--- Start of RECORD LIST ---

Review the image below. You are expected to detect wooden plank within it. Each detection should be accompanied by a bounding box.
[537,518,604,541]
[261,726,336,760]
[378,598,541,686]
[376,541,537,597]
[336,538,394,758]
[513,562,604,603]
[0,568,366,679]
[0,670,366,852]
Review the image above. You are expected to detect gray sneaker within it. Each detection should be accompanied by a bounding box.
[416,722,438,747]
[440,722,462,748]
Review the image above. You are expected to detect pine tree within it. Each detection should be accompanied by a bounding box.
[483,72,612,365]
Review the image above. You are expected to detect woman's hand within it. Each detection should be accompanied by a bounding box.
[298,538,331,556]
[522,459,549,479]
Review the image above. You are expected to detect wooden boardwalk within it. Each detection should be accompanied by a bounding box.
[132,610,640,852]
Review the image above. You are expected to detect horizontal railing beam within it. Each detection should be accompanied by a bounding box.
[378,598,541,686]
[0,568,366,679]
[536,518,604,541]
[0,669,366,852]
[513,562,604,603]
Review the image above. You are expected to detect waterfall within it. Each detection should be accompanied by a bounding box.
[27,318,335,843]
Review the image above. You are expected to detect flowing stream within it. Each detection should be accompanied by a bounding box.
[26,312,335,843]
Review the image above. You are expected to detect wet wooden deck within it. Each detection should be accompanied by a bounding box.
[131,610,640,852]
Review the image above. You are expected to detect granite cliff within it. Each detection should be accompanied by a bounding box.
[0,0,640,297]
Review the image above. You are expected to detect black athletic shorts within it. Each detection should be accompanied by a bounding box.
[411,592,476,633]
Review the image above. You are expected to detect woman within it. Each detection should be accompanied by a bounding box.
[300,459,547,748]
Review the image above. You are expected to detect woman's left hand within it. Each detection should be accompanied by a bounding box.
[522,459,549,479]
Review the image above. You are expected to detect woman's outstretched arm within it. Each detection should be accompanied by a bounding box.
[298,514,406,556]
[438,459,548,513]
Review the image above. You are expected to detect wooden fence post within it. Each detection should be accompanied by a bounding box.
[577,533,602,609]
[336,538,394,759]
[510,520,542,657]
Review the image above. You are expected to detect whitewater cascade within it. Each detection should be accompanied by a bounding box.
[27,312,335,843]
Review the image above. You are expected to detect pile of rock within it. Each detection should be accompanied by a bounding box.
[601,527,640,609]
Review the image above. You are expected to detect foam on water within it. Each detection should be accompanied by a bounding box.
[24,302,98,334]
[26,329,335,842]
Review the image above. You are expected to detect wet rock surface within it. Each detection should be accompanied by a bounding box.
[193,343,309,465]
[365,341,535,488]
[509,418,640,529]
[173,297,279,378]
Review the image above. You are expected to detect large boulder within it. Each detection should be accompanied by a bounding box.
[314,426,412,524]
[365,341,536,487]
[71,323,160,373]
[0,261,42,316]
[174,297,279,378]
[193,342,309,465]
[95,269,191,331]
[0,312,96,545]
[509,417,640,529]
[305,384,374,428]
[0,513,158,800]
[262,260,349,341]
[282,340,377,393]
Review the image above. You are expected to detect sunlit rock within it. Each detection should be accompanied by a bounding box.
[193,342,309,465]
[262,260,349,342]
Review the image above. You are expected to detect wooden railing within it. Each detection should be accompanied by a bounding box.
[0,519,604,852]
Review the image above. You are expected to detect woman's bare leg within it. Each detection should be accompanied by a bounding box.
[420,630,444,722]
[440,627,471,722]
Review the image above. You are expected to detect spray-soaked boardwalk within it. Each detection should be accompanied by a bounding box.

--- End of RECORD LIST ---

[STATED TASK] Rewrite the part of the items that opens with the line containing "Review the image above. You are expected to detect wooden fence" and closes with the line containing "[173,297,279,378]", both lines included. Keep every request line unchanged, and offset each coordinate in the answers by 140.

[RESULT OF THIS EXERCISE]
Review the image above. You are expected to detect wooden fence post within it. Each detection should be accompanied by a bounding box.
[717,673,742,749]
[476,678,534,899]
[650,660,682,797]
Review the image above. You are expected to detect whitewater cascade within it. Each detection should be accompanied by a bounding box.
[167,452,475,983]
Review the image above. You are expected to detect pile of rock within it. Each detection should be accompanied by a bounding box.
[741,667,780,749]
Review the image above. You are expected to detect foam on water within it. Each detection should be accompanied by a bounding box.
[164,442,238,474]
[166,469,475,982]
Review the image above. You are expected to detect wet rock surface within it. Each detection should be accompanied by a bounding box.
[333,483,449,605]
[505,481,675,628]
[649,558,780,669]
[313,437,419,518]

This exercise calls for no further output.